____ RECORD EXTRACTS
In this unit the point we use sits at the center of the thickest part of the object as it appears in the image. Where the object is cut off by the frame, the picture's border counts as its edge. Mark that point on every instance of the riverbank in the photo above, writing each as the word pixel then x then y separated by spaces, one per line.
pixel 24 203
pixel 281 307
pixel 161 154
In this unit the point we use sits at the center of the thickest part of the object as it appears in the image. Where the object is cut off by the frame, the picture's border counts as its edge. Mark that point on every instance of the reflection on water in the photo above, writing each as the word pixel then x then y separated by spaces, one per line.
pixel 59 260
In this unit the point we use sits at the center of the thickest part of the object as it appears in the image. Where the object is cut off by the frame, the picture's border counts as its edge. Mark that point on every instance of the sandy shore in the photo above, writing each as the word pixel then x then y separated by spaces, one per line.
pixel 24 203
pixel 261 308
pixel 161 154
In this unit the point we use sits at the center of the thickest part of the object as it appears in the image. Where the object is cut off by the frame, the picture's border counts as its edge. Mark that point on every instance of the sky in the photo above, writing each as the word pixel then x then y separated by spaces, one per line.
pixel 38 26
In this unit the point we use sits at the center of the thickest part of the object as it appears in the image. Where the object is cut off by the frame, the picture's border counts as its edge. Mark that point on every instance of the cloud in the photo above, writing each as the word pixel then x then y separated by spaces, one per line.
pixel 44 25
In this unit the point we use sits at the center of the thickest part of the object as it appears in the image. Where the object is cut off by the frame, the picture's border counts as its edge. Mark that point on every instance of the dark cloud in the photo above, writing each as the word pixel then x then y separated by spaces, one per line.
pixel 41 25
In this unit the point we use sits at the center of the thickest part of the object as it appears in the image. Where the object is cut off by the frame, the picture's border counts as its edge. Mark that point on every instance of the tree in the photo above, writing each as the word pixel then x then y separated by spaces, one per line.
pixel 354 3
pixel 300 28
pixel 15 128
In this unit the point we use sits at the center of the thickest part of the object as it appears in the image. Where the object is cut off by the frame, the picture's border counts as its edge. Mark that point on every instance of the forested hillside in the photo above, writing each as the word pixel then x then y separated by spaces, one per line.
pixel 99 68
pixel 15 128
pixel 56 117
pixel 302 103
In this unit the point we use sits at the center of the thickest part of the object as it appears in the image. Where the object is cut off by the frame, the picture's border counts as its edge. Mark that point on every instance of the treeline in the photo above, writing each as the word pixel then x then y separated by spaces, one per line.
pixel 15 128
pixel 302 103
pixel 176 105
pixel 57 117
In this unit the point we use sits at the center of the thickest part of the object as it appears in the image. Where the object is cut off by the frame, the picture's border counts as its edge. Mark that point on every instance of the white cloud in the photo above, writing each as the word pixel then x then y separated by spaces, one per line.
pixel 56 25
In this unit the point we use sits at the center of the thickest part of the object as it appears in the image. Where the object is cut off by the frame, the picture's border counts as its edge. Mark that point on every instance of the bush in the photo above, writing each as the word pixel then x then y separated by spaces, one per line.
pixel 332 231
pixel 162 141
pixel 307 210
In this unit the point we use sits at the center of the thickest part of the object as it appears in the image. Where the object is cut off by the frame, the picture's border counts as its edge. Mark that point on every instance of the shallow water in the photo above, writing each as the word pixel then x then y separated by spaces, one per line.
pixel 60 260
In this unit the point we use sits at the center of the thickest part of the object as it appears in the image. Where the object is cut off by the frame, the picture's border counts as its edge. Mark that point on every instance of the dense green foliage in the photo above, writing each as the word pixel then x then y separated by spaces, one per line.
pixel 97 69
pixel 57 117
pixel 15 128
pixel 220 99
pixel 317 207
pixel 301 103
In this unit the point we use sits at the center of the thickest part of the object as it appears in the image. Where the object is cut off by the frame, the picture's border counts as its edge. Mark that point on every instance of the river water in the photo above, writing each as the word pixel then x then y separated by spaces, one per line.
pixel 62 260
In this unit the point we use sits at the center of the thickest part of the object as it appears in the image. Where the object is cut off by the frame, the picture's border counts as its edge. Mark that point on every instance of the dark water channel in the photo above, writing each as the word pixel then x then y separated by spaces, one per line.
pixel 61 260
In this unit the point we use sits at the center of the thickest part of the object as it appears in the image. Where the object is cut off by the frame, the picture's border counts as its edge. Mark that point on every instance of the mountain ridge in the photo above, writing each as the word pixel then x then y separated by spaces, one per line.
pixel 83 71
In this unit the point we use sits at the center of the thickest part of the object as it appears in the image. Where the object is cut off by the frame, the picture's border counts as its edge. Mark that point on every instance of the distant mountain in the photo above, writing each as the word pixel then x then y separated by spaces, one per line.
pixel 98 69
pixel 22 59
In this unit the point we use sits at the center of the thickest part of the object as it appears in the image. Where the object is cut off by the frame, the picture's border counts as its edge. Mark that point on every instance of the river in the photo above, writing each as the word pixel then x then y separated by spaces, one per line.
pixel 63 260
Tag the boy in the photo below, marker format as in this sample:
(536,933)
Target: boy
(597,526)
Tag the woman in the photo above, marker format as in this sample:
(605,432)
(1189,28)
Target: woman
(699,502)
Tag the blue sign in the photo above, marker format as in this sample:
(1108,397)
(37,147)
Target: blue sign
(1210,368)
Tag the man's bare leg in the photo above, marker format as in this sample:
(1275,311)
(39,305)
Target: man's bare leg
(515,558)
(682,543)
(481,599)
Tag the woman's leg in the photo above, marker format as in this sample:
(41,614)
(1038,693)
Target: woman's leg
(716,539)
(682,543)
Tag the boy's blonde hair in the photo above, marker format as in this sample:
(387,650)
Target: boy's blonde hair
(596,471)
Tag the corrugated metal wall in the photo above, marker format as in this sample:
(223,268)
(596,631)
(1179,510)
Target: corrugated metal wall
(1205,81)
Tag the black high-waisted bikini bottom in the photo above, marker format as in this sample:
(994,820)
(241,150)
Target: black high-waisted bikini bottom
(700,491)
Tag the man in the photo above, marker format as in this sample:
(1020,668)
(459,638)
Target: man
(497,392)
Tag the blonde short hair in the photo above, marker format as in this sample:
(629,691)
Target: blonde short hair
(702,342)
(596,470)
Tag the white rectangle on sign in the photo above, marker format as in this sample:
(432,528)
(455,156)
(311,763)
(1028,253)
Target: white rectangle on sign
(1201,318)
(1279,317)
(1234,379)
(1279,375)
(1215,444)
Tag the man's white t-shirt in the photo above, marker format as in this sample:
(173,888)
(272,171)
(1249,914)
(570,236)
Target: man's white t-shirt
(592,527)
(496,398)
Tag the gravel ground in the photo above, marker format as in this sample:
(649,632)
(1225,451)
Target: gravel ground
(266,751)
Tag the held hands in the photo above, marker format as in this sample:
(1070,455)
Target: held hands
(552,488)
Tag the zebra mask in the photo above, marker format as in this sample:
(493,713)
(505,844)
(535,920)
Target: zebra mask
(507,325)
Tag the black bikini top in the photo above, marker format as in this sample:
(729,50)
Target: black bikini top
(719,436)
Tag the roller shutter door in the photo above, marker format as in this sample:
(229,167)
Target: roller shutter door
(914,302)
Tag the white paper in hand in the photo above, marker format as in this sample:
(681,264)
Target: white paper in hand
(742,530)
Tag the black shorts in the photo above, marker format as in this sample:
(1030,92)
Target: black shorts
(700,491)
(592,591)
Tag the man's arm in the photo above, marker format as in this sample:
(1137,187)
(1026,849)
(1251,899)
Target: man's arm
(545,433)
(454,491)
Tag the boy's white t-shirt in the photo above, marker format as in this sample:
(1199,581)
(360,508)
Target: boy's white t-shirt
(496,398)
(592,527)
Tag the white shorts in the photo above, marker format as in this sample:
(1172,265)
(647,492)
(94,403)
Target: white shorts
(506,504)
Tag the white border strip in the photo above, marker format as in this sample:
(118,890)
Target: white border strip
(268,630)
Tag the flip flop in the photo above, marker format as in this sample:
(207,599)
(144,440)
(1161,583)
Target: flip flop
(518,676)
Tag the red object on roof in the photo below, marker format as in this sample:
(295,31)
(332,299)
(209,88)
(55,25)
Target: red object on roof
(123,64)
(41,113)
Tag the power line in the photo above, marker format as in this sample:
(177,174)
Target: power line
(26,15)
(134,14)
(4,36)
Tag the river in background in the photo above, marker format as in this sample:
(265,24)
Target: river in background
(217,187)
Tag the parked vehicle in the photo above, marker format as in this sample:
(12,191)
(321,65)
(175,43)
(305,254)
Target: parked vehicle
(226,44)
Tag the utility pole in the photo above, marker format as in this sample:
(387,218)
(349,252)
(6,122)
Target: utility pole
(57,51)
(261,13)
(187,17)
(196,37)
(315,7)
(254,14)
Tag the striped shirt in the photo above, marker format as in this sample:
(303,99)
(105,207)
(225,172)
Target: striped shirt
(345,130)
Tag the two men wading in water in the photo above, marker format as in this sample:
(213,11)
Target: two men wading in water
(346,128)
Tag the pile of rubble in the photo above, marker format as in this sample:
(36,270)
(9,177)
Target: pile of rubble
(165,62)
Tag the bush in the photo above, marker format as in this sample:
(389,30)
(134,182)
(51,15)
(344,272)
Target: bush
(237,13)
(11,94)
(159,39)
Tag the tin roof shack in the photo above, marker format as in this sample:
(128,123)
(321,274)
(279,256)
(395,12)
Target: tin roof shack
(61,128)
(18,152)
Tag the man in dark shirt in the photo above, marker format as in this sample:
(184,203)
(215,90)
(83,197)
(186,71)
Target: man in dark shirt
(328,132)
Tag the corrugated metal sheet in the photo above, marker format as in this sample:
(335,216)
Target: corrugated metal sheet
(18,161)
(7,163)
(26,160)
________
- [TASK INSTRUCTIONS]
Using only the data above, copy out the lines that include the word "below".

- [PROBLEM SOLUTION]
Tag the boy in the photo below, marker format as in this sample:
Tag the red object on roof in the photo below, marker format as in this sample:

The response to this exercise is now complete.